Written tasks:
**A.** Please copy the passage on follow-on funding word for word, from "Every venture fund" to "down, it goes.".
**B.** Answer these questions using the passage on follow-on funding:
(i) Whose market report showed bridge rounds at all-time highs?
(ii) What percentage is given as the example of reserves held for follow-on?
(iii) What name does the writer give to what they have been watching at Seed?

* begin Page *

Here’s the next thing to think about: funds are putting more into follow-on rounds than ever before. In one of Carta’s recent market reports, they showed how bridge rounds were at all-time highs. For the last year, I’ve been watching what I call the follow-on death spiral at Seed. And yes, I’m being a little bit dramatic. But there is a closed loop that I’m worried about.

Every venture fund has a follow-on strategy. That strategy may be expressed as a proportion of their fund. For example, we have 25% reserves for follow-on. It might be zero; it might be an entirely separate fund. As funds deploy slower and need to buoy their portfolio with follow-ons throughout the whole long seed phase, which eats into their follow-on reserves, they have less capital to deploy into new investments. When this happens across the whole market, with less capital available for new investments, startups have to go back to their current investors for more follow-ons. Which eats into the reserves and down and around and down, it goes.

* end Page *
* begin Raw records *

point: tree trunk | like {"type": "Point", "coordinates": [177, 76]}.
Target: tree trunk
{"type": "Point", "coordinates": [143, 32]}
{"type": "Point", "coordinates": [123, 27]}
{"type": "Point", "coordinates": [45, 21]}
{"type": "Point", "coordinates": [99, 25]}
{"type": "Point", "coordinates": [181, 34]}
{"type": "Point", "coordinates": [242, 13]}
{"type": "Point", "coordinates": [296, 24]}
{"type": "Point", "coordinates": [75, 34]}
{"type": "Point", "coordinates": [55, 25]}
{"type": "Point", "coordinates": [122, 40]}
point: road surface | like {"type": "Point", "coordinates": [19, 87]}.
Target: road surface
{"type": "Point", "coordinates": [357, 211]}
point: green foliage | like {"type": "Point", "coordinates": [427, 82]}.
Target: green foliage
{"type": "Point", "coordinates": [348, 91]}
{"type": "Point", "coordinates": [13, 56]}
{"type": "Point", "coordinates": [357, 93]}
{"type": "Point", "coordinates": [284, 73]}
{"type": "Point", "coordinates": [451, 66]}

* end Raw records *
* begin Raw records *

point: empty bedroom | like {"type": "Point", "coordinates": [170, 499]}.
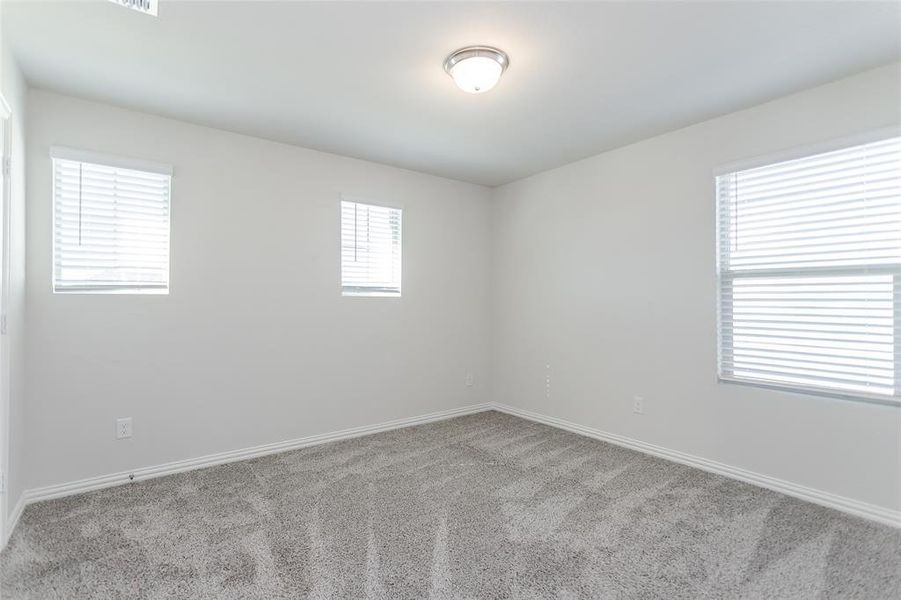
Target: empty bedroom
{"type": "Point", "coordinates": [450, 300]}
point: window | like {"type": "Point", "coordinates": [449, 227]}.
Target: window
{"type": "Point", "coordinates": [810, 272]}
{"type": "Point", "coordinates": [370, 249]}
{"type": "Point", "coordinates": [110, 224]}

* end Raw records *
* begin Raw records *

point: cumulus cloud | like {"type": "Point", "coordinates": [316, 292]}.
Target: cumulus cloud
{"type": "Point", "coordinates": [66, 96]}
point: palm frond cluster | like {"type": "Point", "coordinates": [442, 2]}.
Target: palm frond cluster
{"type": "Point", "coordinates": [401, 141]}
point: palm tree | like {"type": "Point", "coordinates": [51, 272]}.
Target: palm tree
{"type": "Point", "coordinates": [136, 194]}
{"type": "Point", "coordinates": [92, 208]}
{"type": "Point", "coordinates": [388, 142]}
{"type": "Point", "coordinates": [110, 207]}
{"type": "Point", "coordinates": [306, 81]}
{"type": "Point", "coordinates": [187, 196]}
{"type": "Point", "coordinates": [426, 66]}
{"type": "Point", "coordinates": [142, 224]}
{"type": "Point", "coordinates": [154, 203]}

* end Raw records *

Task-by-task results:
**A.**
Every venture fund has a follow-on strategy. That strategy may be expressed as a proportion of their fund. For example, we have 25% reserves for follow-on. It might be zero; it might be an entirely separate fund. As funds deploy slower and need to buoy their portfolio with follow-ons throughout the whole long seed phase, which eats into their follow-on reserves, they have less capital to deploy into new investments. When this happens across the whole market, with less capital available for new investments, startups have to go back to their current investors for more follow-ons. Which eats into the reserves and down and around and down, it goes.

**B.**
(i) Carta's
(ii) 25%
(iii) The follow-on death spiral